Start of DATASET CONTENT
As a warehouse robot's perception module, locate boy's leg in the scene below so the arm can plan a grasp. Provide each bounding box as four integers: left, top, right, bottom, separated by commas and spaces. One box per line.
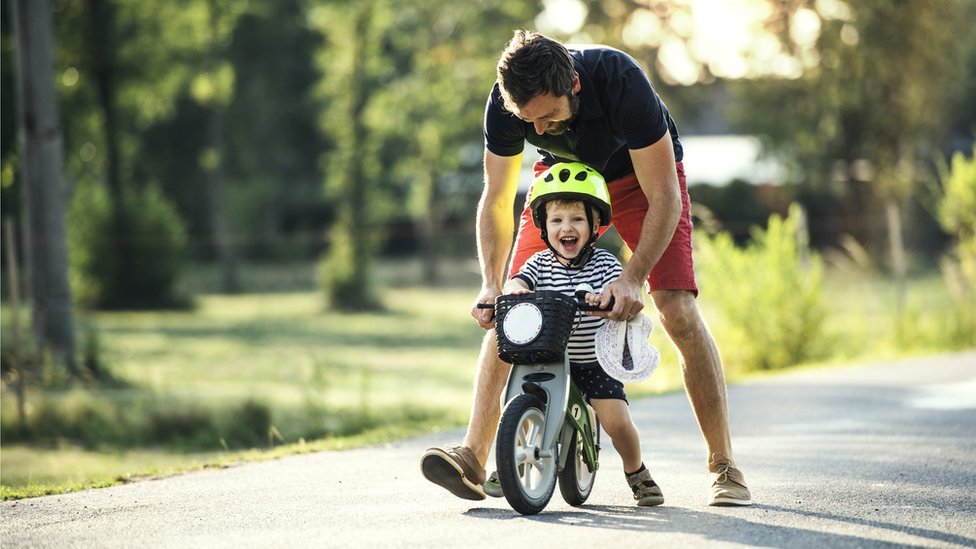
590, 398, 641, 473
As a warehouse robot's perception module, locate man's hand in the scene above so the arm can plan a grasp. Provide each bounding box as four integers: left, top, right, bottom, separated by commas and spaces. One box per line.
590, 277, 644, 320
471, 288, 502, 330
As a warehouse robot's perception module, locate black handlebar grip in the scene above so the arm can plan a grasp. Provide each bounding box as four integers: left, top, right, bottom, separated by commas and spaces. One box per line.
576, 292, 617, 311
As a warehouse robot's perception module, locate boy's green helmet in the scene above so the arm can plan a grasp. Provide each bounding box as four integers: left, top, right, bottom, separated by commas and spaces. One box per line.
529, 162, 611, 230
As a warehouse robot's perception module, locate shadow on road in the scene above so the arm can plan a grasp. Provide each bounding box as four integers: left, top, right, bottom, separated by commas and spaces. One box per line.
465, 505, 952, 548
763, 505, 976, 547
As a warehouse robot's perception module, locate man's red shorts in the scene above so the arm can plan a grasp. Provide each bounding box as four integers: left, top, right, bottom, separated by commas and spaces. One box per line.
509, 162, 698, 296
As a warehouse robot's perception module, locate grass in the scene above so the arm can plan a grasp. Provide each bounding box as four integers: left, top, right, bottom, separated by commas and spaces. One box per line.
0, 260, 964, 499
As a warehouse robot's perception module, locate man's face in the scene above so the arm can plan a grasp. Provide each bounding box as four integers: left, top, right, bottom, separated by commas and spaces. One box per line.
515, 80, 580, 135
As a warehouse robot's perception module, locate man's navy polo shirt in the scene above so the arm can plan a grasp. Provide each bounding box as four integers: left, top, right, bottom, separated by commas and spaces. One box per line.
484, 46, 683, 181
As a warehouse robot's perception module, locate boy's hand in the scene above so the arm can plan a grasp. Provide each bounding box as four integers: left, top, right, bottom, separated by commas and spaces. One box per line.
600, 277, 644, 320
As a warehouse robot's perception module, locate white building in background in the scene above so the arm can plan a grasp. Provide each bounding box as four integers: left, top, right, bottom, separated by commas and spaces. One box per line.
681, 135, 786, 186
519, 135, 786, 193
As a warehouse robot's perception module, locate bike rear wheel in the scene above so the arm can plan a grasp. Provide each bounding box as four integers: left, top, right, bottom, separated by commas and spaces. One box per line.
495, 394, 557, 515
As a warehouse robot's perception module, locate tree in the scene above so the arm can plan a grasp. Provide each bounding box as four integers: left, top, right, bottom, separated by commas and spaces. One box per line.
End of DATASET CONTENT
**TO DO:**
Update all of the material above by changing every "warehouse robot's" to "kitchen robot's", and keep everything else the same. Leave the pictures out.

**WRITTEN ANSWER:**
As a kitchen robot's perception module, locate boy's leg in the scene below so the arm can plan a grasp. Provide each bounding box as four integers: left, top, right, bottom, separated by commas and spaces. One box per line.
590, 398, 641, 473
As a kitchen robot's perception module, locate man's hand in the scene above so the arm can plan a grasp. Provide each bounding box as four integers: left, top, right, bottom, separated by commas and spaces. One box per line.
590, 277, 644, 320
471, 288, 502, 330
As a kitchen robot's perception module, locate black handlebar grip in the scene above so the arm can plan a grasp. Provide each bounding box as four integers: left, top, right, bottom, separated by commas and spaces. One box per line.
576, 292, 617, 311
As a kitchen robot's perception module, locate boy's green helmet in the scene above so the arm can plan a grasp. Provide each bounding box as four integers: left, top, right, bottom, separated by commas and spaces. One box per line.
529, 162, 611, 230
As a kitchen robot's perception module, locate shadow on road in the scene above so the arm can plan a grasp. Provide each bounding box as four integers: left, top, right, bottom, separated by commas and spaces. One box per line.
465, 505, 952, 548
763, 505, 976, 547
As a kitchen robot's perception module, locate man's red shorts in the scene above so the arm can plan a grasp. Provide each bounding box as four integers: left, top, right, bottom, separated by commas and spaces. One box per line.
509, 162, 698, 296
As a kitchen robot's perception module, locate grass in the scene above so the arm can plan a grasp. Provide each bounding box as four integers: left, top, right, bottom, separated by commas and spaces. One box per line.
0, 260, 964, 499
As a kitchen robot's perception module, locate man's face in the scene above so the arm can plan a grasp. Provide each bounding box as four integers: left, top, right, bottom, separated by commas and spaces. One box per line.
515, 80, 580, 135
As a kitchen robot's perception module, locate man's navy polo shirt in the scene above so the arm can plan a grasp. Provide each bounding box as four integers: left, top, right, bottom, separated by commas and spaces. One box per line.
484, 46, 683, 181
As a kitchen robot's perception module, locate boy's hand in the scene above so the arm can plan a grasp. Provide each bounding box as four integers: left, top, right, bottom, separated by commas and spaces. One box per line.
600, 277, 644, 320
As a kitchen robot's perception module, locate white building in background in the scene above so the arm can plan a grasp. Provide each bounding box as four integers: left, top, right, bottom, separated by commas and spaces. One box per line.
681, 135, 786, 186
519, 135, 786, 193
As a kitchen robot's perception module, locate bike rear wheel in the scene above so the arm can plan a grasp. Provide each bounding box as four integers: left, top, right, bottom, separated by commas and spaces. One box per line.
495, 394, 557, 515
As a kitchen robot's perception module, locate tree in the scene above so the arm can plan a grasp. Provide each bounding box as four integers: left, top, right, bottom, separated by commas and spaces. One box per line.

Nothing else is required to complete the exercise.